• **Stored data**:
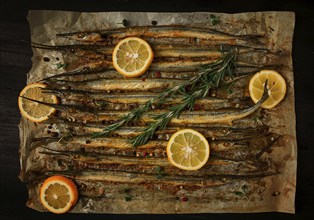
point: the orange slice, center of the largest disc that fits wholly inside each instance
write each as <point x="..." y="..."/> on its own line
<point x="58" y="194"/>
<point x="276" y="85"/>
<point x="132" y="56"/>
<point x="32" y="110"/>
<point x="188" y="149"/>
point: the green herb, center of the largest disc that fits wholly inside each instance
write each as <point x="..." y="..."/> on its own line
<point x="243" y="191"/>
<point x="257" y="118"/>
<point x="127" y="195"/>
<point x="210" y="76"/>
<point x="238" y="193"/>
<point x="160" y="172"/>
<point x="101" y="103"/>
<point x="62" y="65"/>
<point x="154" y="22"/>
<point x="124" y="22"/>
<point x="214" y="19"/>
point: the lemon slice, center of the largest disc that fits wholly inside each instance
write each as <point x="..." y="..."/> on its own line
<point x="58" y="194"/>
<point x="132" y="56"/>
<point x="32" y="110"/>
<point x="276" y="86"/>
<point x="188" y="149"/>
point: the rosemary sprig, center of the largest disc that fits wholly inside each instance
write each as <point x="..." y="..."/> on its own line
<point x="210" y="76"/>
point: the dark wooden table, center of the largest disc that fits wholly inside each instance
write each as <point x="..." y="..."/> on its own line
<point x="16" y="62"/>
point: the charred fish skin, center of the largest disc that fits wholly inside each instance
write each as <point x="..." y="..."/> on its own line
<point x="93" y="96"/>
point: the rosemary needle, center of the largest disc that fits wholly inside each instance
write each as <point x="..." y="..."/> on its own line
<point x="210" y="76"/>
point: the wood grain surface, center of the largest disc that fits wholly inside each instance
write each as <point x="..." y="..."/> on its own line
<point x="16" y="62"/>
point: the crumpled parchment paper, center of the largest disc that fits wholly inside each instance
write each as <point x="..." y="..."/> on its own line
<point x="277" y="27"/>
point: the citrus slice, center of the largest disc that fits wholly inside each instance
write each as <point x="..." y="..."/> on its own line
<point x="276" y="85"/>
<point x="58" y="194"/>
<point x="188" y="149"/>
<point x="35" y="111"/>
<point x="132" y="56"/>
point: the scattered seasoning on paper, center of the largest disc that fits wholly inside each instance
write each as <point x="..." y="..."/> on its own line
<point x="160" y="172"/>
<point x="154" y="22"/>
<point x="214" y="19"/>
<point x="124" y="22"/>
<point x="127" y="195"/>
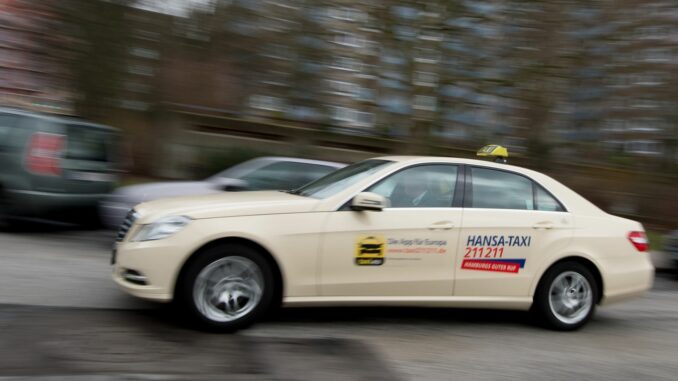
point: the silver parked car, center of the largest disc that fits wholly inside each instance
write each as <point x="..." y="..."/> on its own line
<point x="265" y="173"/>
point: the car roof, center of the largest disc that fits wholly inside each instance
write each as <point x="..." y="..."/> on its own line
<point x="300" y="160"/>
<point x="63" y="119"/>
<point x="452" y="160"/>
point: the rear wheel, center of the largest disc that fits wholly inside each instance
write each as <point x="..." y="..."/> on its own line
<point x="227" y="287"/>
<point x="566" y="296"/>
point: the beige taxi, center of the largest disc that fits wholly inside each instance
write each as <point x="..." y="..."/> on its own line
<point x="396" y="231"/>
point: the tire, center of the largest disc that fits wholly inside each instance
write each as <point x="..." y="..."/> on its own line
<point x="566" y="297"/>
<point x="226" y="288"/>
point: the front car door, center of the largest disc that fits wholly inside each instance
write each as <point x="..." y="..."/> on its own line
<point x="510" y="222"/>
<point x="407" y="249"/>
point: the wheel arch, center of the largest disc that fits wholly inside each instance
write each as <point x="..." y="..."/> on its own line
<point x="275" y="267"/>
<point x="582" y="260"/>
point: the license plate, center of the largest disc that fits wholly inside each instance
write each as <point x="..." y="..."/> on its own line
<point x="89" y="176"/>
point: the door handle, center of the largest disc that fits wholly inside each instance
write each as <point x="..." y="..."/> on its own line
<point x="543" y="225"/>
<point x="442" y="225"/>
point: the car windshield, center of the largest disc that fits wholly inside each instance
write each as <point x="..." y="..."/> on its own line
<point x="341" y="179"/>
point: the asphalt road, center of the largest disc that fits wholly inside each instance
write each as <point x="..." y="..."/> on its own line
<point x="61" y="318"/>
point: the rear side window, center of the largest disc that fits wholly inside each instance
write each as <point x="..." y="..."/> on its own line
<point x="87" y="143"/>
<point x="546" y="202"/>
<point x="495" y="189"/>
<point x="500" y="190"/>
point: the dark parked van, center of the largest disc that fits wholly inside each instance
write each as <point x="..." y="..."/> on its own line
<point x="51" y="164"/>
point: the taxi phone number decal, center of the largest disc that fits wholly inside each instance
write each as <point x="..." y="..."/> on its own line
<point x="485" y="253"/>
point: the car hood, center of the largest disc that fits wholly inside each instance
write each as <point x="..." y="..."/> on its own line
<point x="135" y="194"/>
<point x="226" y="205"/>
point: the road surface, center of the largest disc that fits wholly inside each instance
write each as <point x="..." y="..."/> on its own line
<point x="61" y="318"/>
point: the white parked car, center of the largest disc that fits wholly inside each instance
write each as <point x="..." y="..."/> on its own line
<point x="263" y="173"/>
<point x="410" y="231"/>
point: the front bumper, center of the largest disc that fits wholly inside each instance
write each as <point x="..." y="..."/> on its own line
<point x="113" y="213"/>
<point x="159" y="262"/>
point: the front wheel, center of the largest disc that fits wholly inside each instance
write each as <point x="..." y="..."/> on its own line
<point x="226" y="288"/>
<point x="566" y="296"/>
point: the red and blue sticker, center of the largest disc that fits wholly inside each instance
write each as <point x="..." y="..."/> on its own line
<point x="503" y="265"/>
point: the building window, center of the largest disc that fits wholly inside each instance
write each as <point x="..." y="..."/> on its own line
<point x="425" y="103"/>
<point x="346" y="63"/>
<point x="266" y="102"/>
<point x="353" y="116"/>
<point x="144" y="70"/>
<point x="657" y="54"/>
<point x="349" y="39"/>
<point x="145" y="53"/>
<point x="424" y="78"/>
<point x="344" y="88"/>
<point x="426" y="55"/>
<point x="643" y="147"/>
<point x="347" y="14"/>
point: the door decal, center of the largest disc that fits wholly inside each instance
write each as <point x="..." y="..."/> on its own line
<point x="370" y="251"/>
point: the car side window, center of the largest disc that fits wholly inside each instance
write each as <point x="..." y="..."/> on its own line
<point x="546" y="202"/>
<point x="496" y="189"/>
<point x="424" y="186"/>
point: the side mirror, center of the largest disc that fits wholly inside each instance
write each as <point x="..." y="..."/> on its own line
<point x="369" y="201"/>
<point x="231" y="185"/>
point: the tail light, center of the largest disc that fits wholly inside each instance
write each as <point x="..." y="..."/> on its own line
<point x="43" y="156"/>
<point x="639" y="240"/>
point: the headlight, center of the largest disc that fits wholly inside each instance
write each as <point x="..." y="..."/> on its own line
<point x="161" y="228"/>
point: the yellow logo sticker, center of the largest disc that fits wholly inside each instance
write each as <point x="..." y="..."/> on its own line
<point x="370" y="250"/>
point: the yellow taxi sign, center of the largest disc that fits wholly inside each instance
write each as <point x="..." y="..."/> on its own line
<point x="494" y="150"/>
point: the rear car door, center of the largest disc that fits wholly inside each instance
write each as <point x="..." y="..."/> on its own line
<point x="509" y="223"/>
<point x="407" y="249"/>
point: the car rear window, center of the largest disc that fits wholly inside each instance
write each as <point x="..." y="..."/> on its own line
<point x="88" y="143"/>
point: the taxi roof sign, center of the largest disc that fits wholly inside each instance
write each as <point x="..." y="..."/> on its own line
<point x="494" y="150"/>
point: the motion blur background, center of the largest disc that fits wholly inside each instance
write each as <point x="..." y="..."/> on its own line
<point x="583" y="90"/>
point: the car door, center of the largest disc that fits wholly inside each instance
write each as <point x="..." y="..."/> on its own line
<point x="509" y="223"/>
<point x="407" y="249"/>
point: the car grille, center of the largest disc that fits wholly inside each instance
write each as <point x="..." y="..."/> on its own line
<point x="126" y="225"/>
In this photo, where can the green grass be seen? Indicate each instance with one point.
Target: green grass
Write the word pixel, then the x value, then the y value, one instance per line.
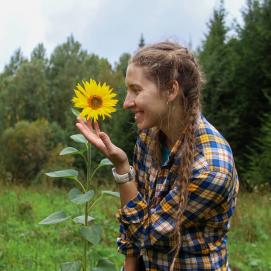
pixel 26 245
pixel 249 238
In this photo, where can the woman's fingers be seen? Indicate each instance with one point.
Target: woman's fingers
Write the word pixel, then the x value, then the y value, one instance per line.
pixel 107 142
pixel 97 127
pixel 89 124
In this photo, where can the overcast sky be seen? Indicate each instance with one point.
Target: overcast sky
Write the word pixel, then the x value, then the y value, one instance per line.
pixel 104 27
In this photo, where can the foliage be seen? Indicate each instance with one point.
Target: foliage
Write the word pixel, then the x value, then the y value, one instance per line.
pixel 259 170
pixel 238 77
pixel 26 148
pixel 84 194
pixel 38 248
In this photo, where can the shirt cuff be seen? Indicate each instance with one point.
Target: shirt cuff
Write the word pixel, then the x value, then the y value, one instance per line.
pixel 135 211
pixel 127 248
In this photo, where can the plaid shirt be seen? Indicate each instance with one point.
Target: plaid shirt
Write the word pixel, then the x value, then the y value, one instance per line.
pixel 147 221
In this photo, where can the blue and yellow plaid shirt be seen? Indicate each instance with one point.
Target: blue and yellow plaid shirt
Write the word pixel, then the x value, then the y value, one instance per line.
pixel 147 222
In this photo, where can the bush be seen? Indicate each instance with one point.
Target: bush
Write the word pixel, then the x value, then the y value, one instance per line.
pixel 26 148
pixel 259 171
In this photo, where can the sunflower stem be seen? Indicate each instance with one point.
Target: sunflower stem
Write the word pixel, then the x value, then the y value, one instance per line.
pixel 88 164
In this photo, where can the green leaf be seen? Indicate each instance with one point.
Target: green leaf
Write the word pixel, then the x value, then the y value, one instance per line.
pixel 71 266
pixel 105 265
pixel 69 150
pixel 81 219
pixel 105 162
pixel 67 173
pixel 112 193
pixel 74 192
pixel 79 138
pixel 81 198
pixel 54 218
pixel 92 233
pixel 75 112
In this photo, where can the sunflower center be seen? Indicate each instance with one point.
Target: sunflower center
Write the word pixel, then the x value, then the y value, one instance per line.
pixel 95 102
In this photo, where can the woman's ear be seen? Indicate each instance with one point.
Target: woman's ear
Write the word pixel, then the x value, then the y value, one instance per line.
pixel 174 91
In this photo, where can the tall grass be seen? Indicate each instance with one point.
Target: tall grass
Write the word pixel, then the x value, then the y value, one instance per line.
pixel 25 245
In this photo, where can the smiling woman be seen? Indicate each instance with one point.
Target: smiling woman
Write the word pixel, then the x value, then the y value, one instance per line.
pixel 179 196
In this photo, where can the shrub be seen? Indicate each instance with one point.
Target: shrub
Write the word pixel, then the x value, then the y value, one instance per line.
pixel 26 148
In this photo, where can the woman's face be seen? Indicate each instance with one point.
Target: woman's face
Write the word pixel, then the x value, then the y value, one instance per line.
pixel 144 99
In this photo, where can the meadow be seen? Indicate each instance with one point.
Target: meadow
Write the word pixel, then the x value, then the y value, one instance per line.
pixel 26 245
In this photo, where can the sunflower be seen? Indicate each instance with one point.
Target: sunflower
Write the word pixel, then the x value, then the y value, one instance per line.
pixel 95 100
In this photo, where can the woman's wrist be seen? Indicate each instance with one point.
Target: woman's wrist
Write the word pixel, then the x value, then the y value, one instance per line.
pixel 123 167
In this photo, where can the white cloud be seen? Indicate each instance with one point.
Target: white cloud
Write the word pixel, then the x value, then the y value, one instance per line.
pixel 105 27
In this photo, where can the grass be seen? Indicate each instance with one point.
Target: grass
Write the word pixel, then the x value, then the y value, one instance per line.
pixel 26 245
pixel 249 239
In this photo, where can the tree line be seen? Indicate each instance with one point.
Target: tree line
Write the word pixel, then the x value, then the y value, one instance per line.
pixel 35 98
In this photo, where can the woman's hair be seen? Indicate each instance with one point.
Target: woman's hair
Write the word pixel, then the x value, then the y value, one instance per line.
pixel 164 63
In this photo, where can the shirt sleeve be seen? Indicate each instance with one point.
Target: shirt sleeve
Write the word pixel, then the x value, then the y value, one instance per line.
pixel 212 198
pixel 143 226
pixel 211 195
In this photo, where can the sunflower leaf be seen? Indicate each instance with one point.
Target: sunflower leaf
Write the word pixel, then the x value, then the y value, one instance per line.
pixel 54 218
pixel 78 138
pixel 111 193
pixel 105 162
pixel 81 198
pixel 92 233
pixel 71 266
pixel 81 219
pixel 67 173
pixel 69 150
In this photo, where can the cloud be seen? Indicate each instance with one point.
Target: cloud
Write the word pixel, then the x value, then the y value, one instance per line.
pixel 105 27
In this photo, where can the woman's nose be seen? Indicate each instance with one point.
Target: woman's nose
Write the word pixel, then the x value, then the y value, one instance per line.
pixel 129 101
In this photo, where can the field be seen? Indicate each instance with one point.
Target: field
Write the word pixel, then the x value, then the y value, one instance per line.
pixel 26 245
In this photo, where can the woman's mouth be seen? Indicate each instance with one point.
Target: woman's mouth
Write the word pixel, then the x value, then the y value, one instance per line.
pixel 138 115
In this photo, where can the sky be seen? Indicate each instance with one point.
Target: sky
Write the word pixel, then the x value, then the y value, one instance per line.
pixel 107 28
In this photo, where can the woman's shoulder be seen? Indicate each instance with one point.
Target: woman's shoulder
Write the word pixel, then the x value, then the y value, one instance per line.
pixel 147 135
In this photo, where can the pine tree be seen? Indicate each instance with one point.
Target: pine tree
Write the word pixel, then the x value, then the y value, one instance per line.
pixel 141 41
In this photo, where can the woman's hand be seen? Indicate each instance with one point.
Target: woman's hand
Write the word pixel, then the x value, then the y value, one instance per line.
pixel 103 143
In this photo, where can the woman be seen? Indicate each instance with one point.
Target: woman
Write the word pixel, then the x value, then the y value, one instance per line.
pixel 178 197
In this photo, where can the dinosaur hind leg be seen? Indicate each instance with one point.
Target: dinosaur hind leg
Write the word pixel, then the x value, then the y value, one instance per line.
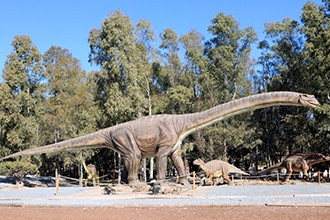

• **Problem statement**: Among the lines above, find those carrying the word "paper" and copy them out.

• **Result of this exercise**:
point: the crumpled parchment paper, center of the largest disc that fits wholly inside each instance
point: the scattered seasoning on paper, center of the largest disc that fits wholly inside each instance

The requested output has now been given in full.